Online theatre has had an interesting journey over the past few months. Intent on making their work available to a remote audience, we’ve seen theatre companies streaming their current or archived shows, commissioning monologues, or conducting play-readings over videoconferencing services. At Mesmer, we’ve long been involved with immersive and interactive theatre. Companies like Secret Cinema and Dot Dot Dot have given us the opportunity to develop ways of working that allow the audience to interact with the performers, choose their own path around the show. We started thinking: how could we utilise the technology we already have to create remote, online immersive events?
Party Skills for the End of the World was a 2017 show produced by Manchester International Festival and Shoreditch Town Hall, and created by Nigel Barett and Louise Mari of Shunt. Audiences could freely roam in a warehouse of surprises; a huge walkaround party where in various rooms, they were taught important skills designed to be able to help them with any social situation they might find themselves in at the end of the world. These varied from martial arts workshops to pigeon training 101!
MIF approached us to see if we could help develop a way of moving this huge and immersive show online. Working with the rest of the production team, we came up with a few parameters:
- The show needed to be interactive. Audiences should be able to communicate back to performers at various points.
- We needed the ability to separate the audience into groups, send them off to be taught skills, and then reconvene them again.
- The audience had to be aware of each other, even while performances were happening. They ought to feel like they were all in the same space.

• Complete the following
1. For each statement, say yes or no to whether it agrees with the online theatre article, and quote the article's deciding words exactly. (a) Party Skills for the End of the World was a 2017 show. (b) MIF approached Mesmer about moving the show online. (c) The audience was meant to stay together as a single group for the whole show.
2. Please carry on the online theatre article from its last sentence.

• Dataset rows
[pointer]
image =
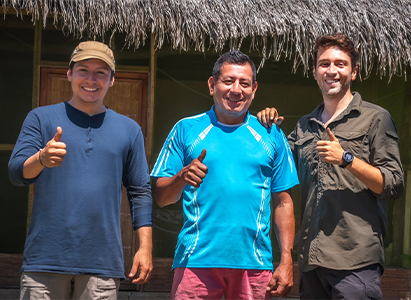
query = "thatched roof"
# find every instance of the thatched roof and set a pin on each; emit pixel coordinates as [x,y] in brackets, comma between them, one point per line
[278,28]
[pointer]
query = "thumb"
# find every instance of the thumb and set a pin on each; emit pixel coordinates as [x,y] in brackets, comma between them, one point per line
[331,135]
[202,155]
[58,134]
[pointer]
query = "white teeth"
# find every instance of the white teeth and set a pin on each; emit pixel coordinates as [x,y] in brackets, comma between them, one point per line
[89,90]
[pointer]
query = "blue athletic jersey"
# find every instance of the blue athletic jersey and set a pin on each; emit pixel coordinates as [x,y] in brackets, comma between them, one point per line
[227,219]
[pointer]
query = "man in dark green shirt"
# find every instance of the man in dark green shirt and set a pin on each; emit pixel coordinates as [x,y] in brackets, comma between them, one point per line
[348,162]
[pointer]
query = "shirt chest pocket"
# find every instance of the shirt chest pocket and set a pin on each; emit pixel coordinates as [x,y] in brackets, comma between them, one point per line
[354,141]
[306,147]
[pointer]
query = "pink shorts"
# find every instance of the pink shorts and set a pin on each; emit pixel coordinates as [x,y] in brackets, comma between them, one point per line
[214,283]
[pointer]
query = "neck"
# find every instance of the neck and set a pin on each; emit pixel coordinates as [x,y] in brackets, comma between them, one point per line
[334,106]
[89,108]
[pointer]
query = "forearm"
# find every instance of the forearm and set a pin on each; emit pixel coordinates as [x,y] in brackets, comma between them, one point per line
[367,174]
[145,237]
[168,189]
[284,225]
[32,167]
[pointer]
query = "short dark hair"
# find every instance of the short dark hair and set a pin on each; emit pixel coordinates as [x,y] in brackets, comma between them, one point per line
[235,57]
[72,65]
[338,40]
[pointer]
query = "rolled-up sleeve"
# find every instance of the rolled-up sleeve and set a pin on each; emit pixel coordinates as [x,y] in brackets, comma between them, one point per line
[137,182]
[385,155]
[28,143]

• The answers
1.
(a) Yes: "Party Skills for the End of the World was a 2017 show"
(b) Yes: "MIF approached us to see if we could help develop a way of moving this huge and immersive show online."
(c) No: "We needed the ability to separate the audience into groups, send them off to be taught skills, and then reconvene them again."

2.
- The result should be on Zoom. There are plenty of other ways of doing conferencing or streaming but Zoom had by this point become the standard for audiences and our performers, so we used Zoom.
Straight off the bat, Zoom already includes a lot of these required features — and for better or worse most audience members have become intimately familiar with its interface over the last few months. In particular it offers the following features that we wanted to exploit:
- Capable of up to 1000 ACTIVE participants
- Works across multiple devices (so less technical support needed at our end)
- Fairly reliable track record
- Spotlighting and Pinning – more about this later
- Security features to control ticketing and moderation
As we set about testing all this and how we could use these features to our advantage, we soon noticed two features almost did what we needed but not quite.
Although we wanted the show to be immersive and interactive, we needed at some points to control what the audience was experiencing. We didn’t want them to just look at whatever Zoom thought was the most important person or, as we found is the case, the loudest person. Spotlighting is Zoom’s way of ‘cutting’ between camera feeds to present you with who it thinks is the most important person. Usually it does this automatically based on who is speaking — but there is also a feature where any ‘host’ (Zoom’s term for the admin of a call) can choose particular feeds to spotlight.
A few lockdown theatre shows have used this quite well; a stage manager or camera director uses the Spotlight feature to cut between performers’ feeds in time with the script, possibly including audience feeds in immersive sections, or screen-sharing their own feed for visuals or graphics. But this leaves you reliant on Zoom to get the timing right, and trying to find the right feed in a list of 1000 people can be quite hard.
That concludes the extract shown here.